Страница:
☆ ☆ ☆ ☆ ☆ ☆ ☆
# Implicit baseline
Более подробно [почитать](https://github.com/benfred/implicit) про библиотеку

In [225]:
import os
import pickle
import scipy
import pandas as pd
import numpy as np
import implicit

from tqdm import tqdm_notebook

In [220]:
# add zeros to k items length
def add_to_k(lst, k):
    return lst + [0] * max(k - len(lst), 0)

# precision at k
def precision_at_k(r_true_arr, k):
    return np.sum(r_true_arr[:k]) / k


# average precision at k
def average_precision_at_k(r_true_arr, k):
    apk = 0
    for n in range(0, k):
        apk += precision_at_k(r_true_arr, n + 1) * r_true_arr[n]
    if np.sum(r_true_arr[:k]) != 0:
        return (apk) / k
    else:
        return 0


# average normed precision at k
def average_normed_precision_at_k(r_true_arr, k, n_true):
    apk = 0
    apk_ideal = n_true / k
    
    for n in range(0, k):
        apk += precision_at_k(r_true_arr, n + 1) * r_true_arr[n]
    if np.sum(r_true_arr[:k]) != 0:
        return ((apk) / k) / apk_ideal
    else:
        return 0

In [None]:
def enumerated_dict(values):
    enum_dict = {}
    reverse_dict = {}
    
    for n, value in enumerate(values):
        enum_dict[value] = n
        reverse_dict[n] = value
        
    return enum_dict, reverse_dict


def predict_user(model, user_id, products, product_dict, reverse_product_dict, matrix_shape):
    enum_clients = np.zeros(len(products))
    enum_products = np.array([product_dict[product] for product in products])

    sparse_matrix = scipy.sparse.csr_matrix((np.ones(shape=(len(enum_clients))), 
                                             (enum_clients, enum_products)), 
                                            shape=matrix_shape)
    
    rec = model.recommend(0, sparse_matrix, N=30, recalculate_user=True,
                     filter_already_liked_items=False)
    
    return [[user_id, reverse_product_dict[r[0]]] for r in rec]

In [3]:
df_purchases = pd.read_csv("../retailhero-uplift/data/purchases.csv")

In [132]:
# выберем только пользователей с более, чем одной транзакцией
transactions_cnt = df_purchases\
                    .groupby(by=["client_id"])["transaction_id"]\
                    .count()\
                    .reset_index()

multi_trans_users = transactions_cnt[transactions_cnt["transaction_id"] > 1]["client_id"]

In [173]:
test_users = np.random.choice(multi_trans_users, 1000)
☆ ☆ ☆ ☆ ☆ ☆ ☆
Записи:

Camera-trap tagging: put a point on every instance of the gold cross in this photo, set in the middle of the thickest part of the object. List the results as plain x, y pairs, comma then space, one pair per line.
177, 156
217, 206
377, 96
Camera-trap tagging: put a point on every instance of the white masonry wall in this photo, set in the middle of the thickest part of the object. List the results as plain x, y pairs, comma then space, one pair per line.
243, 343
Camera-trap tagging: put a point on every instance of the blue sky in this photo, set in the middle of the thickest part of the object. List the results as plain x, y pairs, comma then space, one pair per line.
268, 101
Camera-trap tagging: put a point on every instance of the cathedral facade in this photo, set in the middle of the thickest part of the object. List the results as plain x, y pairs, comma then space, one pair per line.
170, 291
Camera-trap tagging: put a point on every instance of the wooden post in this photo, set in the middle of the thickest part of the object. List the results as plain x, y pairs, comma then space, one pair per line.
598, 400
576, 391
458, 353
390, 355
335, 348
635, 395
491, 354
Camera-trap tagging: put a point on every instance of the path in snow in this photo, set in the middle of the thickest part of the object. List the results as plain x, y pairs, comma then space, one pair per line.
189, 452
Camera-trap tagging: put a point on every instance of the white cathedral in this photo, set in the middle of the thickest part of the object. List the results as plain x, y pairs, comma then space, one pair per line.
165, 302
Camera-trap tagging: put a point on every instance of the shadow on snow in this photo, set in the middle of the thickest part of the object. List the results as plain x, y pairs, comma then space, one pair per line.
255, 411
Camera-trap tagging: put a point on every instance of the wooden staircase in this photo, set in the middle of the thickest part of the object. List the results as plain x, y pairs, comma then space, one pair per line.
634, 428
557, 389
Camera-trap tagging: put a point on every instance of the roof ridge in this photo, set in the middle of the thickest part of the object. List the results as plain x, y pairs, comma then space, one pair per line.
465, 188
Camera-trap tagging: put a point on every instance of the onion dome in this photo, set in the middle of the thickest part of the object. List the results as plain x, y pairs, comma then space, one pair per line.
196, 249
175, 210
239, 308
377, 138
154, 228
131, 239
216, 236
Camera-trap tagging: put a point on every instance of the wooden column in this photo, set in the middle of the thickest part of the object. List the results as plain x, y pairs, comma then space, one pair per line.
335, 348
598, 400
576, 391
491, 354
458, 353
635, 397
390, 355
☆ ☆ ☆ ☆ ☆ ☆ ☆
Задания:
• a. Процитируйте фрагмент страницы: начните со слов «for n, value» и закончите словами «product in products])».
• b. Каких пользователей, согласно комментарию на странице, отбирают в multi_trans_users?
Записи для работы не понадобятся.

Ответы:
• a.
for n, value in enumerate(values):
        enum_dict[value] = n
        reverse_dict[n] = value
        
    return enum_dict, reverse_dict


def predict_user(model, user_id, products, product_dict, reverse_product_dict, matrix_shape):
    enum_clients = np.zeros(len(products))
    enum_products = np.array([product_dict[product] for product in products])

• b. Пользователей, у которых больше одной транзакции.